-- Records for the exercise --
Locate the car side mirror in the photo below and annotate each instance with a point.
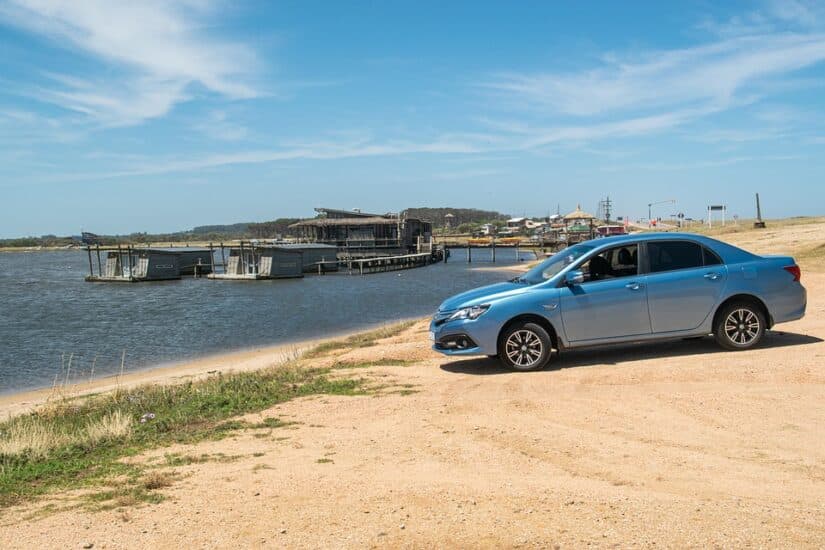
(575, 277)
...
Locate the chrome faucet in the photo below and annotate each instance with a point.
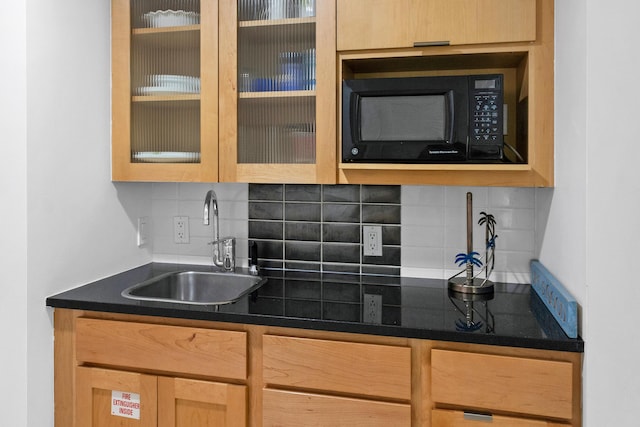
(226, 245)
---
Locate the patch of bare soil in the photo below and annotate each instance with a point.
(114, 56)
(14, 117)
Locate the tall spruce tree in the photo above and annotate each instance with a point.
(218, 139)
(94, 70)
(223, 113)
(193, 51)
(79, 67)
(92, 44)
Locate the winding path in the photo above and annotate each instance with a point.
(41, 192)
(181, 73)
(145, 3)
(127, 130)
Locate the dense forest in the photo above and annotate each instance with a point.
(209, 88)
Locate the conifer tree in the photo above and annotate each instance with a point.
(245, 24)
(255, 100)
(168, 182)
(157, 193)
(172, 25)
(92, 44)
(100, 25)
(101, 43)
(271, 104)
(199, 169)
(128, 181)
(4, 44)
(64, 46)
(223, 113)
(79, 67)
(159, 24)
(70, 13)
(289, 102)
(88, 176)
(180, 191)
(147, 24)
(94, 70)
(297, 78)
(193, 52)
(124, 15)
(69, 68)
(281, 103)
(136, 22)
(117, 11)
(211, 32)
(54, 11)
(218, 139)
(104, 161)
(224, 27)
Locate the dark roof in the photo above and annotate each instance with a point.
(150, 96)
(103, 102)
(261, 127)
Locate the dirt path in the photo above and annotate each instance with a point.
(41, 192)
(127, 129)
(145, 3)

-- Written task --
Gather every line of the listing above that contains the word "tree" and copy each one out in full.

-- Result of the task --
Locate the tall spruce tree in the photo above and annotate each instance with a point.
Locate the conifer tree in the photo above and annotate each instance with a point.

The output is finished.